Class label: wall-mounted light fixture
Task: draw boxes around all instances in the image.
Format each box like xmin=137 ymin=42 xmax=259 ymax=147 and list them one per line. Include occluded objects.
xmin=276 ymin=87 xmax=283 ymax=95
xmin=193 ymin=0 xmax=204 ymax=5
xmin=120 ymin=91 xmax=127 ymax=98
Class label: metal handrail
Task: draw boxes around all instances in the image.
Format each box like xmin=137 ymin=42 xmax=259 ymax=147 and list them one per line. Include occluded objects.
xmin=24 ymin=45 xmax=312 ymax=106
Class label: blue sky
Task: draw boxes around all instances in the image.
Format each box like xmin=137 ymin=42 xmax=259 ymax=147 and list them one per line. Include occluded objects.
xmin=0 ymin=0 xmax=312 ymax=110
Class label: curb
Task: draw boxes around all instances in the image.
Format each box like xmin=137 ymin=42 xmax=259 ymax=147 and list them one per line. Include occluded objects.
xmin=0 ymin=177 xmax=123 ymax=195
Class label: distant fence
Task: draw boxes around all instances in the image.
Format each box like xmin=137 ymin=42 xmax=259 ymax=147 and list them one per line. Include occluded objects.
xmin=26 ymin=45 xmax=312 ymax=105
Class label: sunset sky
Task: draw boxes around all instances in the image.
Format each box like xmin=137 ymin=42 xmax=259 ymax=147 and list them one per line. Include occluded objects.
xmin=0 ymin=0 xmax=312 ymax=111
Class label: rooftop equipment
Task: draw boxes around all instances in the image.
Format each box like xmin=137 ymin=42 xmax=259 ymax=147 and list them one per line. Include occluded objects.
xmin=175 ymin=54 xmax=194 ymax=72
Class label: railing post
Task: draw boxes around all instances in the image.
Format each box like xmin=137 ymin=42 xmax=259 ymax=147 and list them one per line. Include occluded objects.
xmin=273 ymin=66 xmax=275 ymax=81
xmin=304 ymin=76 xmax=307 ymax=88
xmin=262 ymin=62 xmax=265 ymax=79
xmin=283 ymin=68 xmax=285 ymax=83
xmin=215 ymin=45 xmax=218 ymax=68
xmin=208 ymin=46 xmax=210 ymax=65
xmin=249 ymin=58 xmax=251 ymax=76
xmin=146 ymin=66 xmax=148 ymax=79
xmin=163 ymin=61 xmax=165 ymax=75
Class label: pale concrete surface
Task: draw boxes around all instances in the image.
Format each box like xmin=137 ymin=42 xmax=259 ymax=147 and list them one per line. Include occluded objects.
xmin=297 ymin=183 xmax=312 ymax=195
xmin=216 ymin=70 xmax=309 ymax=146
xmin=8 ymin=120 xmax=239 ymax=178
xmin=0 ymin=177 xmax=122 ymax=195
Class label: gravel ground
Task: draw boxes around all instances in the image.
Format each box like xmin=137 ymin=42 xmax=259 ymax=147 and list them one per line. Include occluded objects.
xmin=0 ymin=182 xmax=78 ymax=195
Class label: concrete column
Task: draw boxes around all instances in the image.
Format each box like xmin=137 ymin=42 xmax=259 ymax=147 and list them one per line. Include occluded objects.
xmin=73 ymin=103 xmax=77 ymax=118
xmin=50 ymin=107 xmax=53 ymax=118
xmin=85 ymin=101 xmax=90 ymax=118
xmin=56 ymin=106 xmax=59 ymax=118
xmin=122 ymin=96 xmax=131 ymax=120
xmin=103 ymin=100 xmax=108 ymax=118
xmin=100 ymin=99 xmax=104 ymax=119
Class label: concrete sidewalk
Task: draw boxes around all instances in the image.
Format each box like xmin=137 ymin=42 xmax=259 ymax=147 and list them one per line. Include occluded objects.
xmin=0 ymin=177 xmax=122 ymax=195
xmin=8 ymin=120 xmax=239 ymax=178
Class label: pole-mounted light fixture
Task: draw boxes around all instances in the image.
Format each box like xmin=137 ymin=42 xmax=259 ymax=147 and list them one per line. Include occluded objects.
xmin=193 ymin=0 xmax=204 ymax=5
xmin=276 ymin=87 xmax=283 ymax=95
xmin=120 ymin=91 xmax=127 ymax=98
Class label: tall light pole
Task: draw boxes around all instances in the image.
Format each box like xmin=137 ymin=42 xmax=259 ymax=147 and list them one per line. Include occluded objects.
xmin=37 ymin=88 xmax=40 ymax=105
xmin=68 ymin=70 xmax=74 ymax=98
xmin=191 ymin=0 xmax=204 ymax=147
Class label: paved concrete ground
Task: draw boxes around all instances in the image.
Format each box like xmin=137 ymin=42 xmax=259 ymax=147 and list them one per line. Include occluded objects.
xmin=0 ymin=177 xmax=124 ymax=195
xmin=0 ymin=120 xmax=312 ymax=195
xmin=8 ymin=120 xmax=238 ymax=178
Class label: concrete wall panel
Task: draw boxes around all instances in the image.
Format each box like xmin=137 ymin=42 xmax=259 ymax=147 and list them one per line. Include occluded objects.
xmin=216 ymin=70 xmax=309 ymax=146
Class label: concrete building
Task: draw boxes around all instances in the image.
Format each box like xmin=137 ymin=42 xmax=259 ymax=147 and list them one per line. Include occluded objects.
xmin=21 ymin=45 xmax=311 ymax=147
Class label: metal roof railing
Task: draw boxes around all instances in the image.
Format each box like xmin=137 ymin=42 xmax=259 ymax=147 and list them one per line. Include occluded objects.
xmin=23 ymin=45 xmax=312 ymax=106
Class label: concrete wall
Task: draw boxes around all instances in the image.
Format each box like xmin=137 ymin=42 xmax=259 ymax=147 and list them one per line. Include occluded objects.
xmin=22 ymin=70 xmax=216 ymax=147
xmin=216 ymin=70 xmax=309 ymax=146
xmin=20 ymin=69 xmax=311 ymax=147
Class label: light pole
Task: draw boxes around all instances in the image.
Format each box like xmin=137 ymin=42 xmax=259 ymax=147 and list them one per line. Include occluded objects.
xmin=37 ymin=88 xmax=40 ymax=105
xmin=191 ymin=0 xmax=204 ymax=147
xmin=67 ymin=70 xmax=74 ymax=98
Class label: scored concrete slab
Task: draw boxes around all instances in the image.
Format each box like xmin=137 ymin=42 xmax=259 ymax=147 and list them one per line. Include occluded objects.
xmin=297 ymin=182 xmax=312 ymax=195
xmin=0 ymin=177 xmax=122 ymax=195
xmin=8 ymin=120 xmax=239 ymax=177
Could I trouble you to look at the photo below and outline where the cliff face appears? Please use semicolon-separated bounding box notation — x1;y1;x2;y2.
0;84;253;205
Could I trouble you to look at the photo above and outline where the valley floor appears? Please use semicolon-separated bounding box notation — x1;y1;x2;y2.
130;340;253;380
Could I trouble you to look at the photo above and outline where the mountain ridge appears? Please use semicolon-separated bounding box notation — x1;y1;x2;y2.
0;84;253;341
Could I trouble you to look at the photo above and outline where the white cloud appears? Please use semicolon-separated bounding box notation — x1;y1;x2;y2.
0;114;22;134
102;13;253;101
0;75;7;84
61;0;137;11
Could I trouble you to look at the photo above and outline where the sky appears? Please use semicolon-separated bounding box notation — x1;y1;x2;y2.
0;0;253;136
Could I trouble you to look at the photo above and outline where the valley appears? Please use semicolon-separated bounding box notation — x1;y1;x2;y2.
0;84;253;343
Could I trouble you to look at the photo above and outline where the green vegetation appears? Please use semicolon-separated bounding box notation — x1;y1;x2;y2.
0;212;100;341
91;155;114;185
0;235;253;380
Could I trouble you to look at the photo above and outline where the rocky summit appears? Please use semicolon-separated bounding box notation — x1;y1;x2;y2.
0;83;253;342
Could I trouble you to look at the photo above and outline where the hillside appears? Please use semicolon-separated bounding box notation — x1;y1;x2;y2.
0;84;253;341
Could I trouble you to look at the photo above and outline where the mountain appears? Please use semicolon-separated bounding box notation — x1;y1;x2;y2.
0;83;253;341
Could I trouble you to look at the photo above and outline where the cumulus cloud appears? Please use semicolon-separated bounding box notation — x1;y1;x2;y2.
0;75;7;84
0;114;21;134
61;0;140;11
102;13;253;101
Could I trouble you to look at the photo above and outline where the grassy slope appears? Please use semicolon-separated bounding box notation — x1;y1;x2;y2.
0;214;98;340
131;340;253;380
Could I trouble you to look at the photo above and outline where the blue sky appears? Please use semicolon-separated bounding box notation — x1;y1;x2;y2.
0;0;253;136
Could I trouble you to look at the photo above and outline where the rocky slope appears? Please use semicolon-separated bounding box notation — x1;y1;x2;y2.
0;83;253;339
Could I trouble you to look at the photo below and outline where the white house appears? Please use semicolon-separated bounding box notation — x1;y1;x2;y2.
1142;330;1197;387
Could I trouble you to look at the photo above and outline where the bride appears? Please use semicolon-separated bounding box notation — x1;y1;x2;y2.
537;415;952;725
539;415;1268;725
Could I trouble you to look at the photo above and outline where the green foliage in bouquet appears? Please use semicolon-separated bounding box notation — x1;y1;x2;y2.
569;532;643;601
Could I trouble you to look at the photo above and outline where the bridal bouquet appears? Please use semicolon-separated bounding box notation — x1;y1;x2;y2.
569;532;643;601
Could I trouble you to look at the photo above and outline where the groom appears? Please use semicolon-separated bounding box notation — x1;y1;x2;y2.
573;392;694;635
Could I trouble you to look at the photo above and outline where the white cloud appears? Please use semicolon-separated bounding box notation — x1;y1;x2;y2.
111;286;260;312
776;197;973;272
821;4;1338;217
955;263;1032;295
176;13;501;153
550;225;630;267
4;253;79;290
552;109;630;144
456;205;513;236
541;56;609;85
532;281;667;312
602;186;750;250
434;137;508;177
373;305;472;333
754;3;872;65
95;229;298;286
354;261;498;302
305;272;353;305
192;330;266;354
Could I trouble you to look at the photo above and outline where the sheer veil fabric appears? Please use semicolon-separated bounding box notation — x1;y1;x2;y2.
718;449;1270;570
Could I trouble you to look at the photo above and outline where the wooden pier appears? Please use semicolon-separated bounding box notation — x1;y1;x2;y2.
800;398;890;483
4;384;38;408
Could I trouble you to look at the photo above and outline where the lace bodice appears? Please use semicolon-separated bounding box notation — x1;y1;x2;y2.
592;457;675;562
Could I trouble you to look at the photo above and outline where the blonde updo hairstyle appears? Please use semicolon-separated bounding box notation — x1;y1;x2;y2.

» THE REQUEST
Convert only the records from the line containing "Class label: metal handrail" through the line containing "xmin=24 ymin=45 xmax=312 ymax=106", both lines included, into a two-column CSV with the headers request and answer, one row per record. Enclose each field in double quotes and replace its line breaks with spaces.

» SOLVED EXERCISE
request,answer
"Class label: metal handrail Task: draw boxes around all instances in the image. Format each box like xmin=137 ymin=42 xmax=259 ymax=147 and list them one per line. Include occluded objects.","xmin=24 ymin=45 xmax=312 ymax=106"